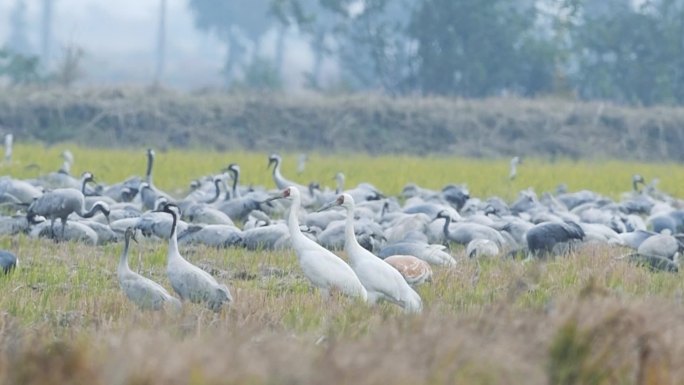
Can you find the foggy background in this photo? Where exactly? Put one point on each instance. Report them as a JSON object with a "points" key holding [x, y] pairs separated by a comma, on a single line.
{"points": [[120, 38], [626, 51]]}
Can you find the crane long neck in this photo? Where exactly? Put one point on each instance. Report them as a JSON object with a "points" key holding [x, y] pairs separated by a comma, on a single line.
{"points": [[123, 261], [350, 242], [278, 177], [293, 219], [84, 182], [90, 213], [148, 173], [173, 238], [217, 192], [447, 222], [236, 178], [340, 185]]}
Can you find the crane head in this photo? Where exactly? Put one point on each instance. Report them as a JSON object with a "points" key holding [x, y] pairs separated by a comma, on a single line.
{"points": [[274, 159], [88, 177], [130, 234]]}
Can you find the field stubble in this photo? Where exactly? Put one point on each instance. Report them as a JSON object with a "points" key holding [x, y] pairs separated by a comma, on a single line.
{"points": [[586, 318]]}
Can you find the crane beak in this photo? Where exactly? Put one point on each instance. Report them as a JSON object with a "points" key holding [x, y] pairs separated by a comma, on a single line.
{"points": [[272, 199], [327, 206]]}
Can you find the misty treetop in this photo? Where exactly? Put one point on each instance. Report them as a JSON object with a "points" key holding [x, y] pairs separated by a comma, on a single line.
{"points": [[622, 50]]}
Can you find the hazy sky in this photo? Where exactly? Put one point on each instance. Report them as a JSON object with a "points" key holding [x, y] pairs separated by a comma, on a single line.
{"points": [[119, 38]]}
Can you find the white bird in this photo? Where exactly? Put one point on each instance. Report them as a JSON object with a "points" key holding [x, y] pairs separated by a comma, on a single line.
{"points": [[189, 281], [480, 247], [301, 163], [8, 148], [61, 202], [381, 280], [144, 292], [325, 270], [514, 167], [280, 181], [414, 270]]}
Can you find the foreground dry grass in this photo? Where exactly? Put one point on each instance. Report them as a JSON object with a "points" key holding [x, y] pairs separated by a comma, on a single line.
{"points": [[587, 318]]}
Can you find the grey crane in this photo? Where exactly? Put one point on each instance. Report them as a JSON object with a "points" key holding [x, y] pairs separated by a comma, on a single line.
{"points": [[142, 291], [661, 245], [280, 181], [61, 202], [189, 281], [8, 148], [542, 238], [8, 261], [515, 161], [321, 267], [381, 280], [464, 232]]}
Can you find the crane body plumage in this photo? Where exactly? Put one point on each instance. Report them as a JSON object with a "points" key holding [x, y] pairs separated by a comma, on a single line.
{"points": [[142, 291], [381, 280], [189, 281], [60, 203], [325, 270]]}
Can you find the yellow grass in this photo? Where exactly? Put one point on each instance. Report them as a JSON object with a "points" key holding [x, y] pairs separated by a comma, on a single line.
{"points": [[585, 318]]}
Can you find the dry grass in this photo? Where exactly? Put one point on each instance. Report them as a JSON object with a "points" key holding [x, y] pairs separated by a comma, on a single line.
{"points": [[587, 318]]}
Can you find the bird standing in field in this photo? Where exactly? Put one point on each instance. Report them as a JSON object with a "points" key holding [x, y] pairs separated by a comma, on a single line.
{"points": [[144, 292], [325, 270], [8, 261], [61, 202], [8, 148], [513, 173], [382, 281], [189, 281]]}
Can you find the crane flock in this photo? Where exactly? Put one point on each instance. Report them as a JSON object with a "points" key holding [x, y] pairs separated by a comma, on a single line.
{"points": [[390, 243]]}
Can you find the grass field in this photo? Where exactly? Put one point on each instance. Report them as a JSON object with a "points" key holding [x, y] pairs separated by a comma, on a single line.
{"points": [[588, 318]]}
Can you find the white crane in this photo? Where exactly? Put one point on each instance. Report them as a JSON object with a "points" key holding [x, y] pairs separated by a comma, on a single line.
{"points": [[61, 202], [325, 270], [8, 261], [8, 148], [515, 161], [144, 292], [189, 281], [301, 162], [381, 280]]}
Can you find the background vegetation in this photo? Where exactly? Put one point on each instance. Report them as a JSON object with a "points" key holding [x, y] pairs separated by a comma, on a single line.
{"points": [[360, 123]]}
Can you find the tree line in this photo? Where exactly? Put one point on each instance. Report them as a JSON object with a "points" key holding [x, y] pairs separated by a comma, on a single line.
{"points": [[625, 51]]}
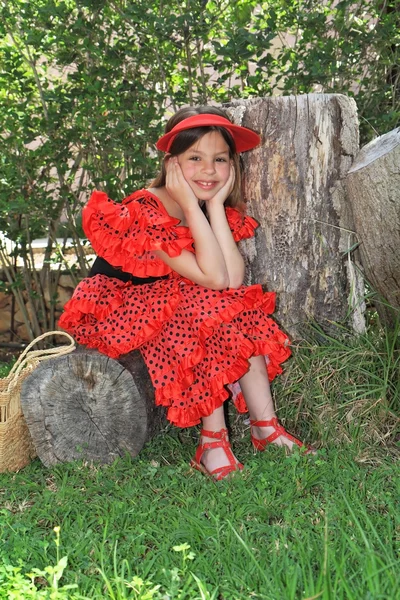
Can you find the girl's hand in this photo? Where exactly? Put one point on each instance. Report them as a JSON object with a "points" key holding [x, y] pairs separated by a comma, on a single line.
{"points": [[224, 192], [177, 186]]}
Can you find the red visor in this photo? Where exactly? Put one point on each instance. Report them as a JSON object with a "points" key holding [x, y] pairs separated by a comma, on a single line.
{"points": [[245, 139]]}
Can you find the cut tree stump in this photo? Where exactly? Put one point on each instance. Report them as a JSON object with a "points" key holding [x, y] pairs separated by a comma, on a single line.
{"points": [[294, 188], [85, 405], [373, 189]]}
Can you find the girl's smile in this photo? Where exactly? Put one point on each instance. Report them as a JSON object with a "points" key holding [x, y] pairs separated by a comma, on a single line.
++++
* YOUR ASSIGNMENT *
In your copy of the listing above, reproduce each line exactly and omit all pictures.

* TASK ANSWER *
Can you find the foggy background in this photo? Where exactly? Put one point on each instance. Report them as a JSON object with a "points" key holding [x, y] pairs separated by a comma, on a single line.
{"points": [[120, 38], [626, 51]]}
Can you find the crane long neck in this photo? Where exactly? Put one point on each instance. Report them as a JSON object with a "points" key holding [x, y] pairs separated by a comma, on a single line.
{"points": [[123, 261], [350, 242], [278, 177], [293, 219], [84, 182], [90, 213], [148, 173], [173, 238], [217, 192], [447, 222], [236, 178], [340, 185]]}
Can you find the crane head in this photo? Where exactly? Put one point on each instance. Report them as a JSON object with a "points" key holding [x, y] pairs separated by a comma, on a single line.
{"points": [[274, 159], [88, 177], [130, 234]]}
Can you find the field stubble in this photo? Where exactly? Put one point on each instance. Report them as a JSON object with a "points" key holding [x, y] pairs separated by a comma, on a single line.
{"points": [[586, 318]]}
Can you find the crane beak in this photo? Where exactly? Put one point on each instance. Report them as a JSON object with a "points" key holding [x, y] pairs separated by a comma, on a single line.
{"points": [[272, 199], [327, 206]]}
Can you find the misty treetop in this photo? Where exactly? Put one point on each instance. Report them as a JSON object with a "points" key holding [x, y] pairs separated by a comma, on a single line.
{"points": [[622, 50]]}
Can you find the hazy sky in this photo? Where exactly? Put one point on each instance. Report them as a JSON object with a "points" key holding [x, y] pairs separated by a comma, on a single line.
{"points": [[119, 38]]}
Can you find the white bird in this photo? Where exactly? Put one point on each instance. Report them as a JSON object with a "points" key holding [x, y] pairs separated by a comma, on a single line.
{"points": [[189, 281], [480, 247], [301, 163], [8, 148], [61, 202], [381, 280], [144, 292], [325, 270], [514, 167], [280, 181], [414, 270]]}
Can you find the foreground dry grass in this photo? Where exactly? Put one point on each instance. Report them as a JSON object with a "points" key holding [x, y] pairs separated by a comma, on a single line.
{"points": [[587, 318]]}
Can you find the grey crane in this photo? Where exactly? Put one point on each instance. Report them as a JSON object with a "points" key holding [x, y] pairs separated by a comma, on a single line.
{"points": [[142, 291], [661, 245], [280, 181], [61, 202], [189, 281], [8, 148], [542, 238], [8, 261], [515, 161], [321, 267], [381, 280], [464, 232]]}
Can you find the crane body plumage in this photo? Where exactly? Put one point on each instance. Report them as a JSON object with a "points" key holding [x, y] pairs separated by a comma, on a single line.
{"points": [[142, 291], [381, 280], [189, 281], [60, 203], [325, 270]]}
Can you find the yellow grass in this photo? Where exactly? Put one point on each instance. Report them as a JSON object with a "points" key holding [x, y] pairs separated by a comma, on a single line.
{"points": [[585, 318]]}
Can you find the dry grass in this photo? Where exactly? Put one point on each instance. Report them as a JSON object with a "points" key holding [x, y] pairs separated by a comma, on a single line.
{"points": [[587, 318]]}
Can you find the bird standing in field in this photo? Where exactly? Put one point on each instance. Report them as a JSON object with a "points" key holding [x, y] pairs separated by a comma, on a single line.
{"points": [[144, 292], [325, 270], [8, 261], [61, 202], [8, 148], [513, 173], [382, 281], [189, 281]]}
Can you find the crane flock in this photo? Where exactly? Put one point on each instance. Report them as a JSON object with a "points" key holding [x, y] pairs separated by a comma, on a single line.
{"points": [[390, 243]]}
Can you find the grass field in this photo? Where exactly? Put one point on each instance. Report them as a JSON object with a "points" key holding [x, y] pairs separated by a comma, on a single line.
{"points": [[588, 318]]}
Can you find the white crane in this photo? Where exactly? Put one point on each instance. Report them as a JSON object with a "points" key holding [x, y] pairs separated by a comma, on a single line.
{"points": [[61, 202], [325, 270], [8, 261], [8, 148], [515, 161], [144, 292], [189, 281], [301, 162], [381, 280]]}
Can you find the background vegetation in this photo? Where exactly? Put one point on each instance. Report them as a JSON object with a "points" key holding [x, y] pairs separated by a comma, on a single line.
{"points": [[360, 123]]}
Can you find the tree line in this photo? Where exactly? Put one point on each instance. Report them as a JSON object with a "points" key holding [x, y] pairs separated by a comma, on a single line.
{"points": [[625, 51]]}
Can you find the girl's hand in this photo? Where exactly? Put one point on each instance. Report them as a JSON object with a "points" key holding [x, y] pairs separated by a comma, on a single line.
{"points": [[224, 192], [177, 186]]}
Can you find the red visor in this photo? Where exactly? Put one point on each instance. Report them as a JSON object with a "points" key holding [x, y] pairs separated by a comma, on a single line.
{"points": [[245, 139]]}
Can you find the cut tree stump in this photo? Where exactly? Put one point on each instance. Report them as a JSON object with a "points" key holding [x, y] pairs separated by a comma, on a single line.
{"points": [[294, 188], [85, 405], [373, 189]]}
Can you find the girl's smile in this photo? Where exactly? Put one point on each instance. Report them as a JSON object with a "points" key holding [x, y] pairs separated by a comma, on a single line.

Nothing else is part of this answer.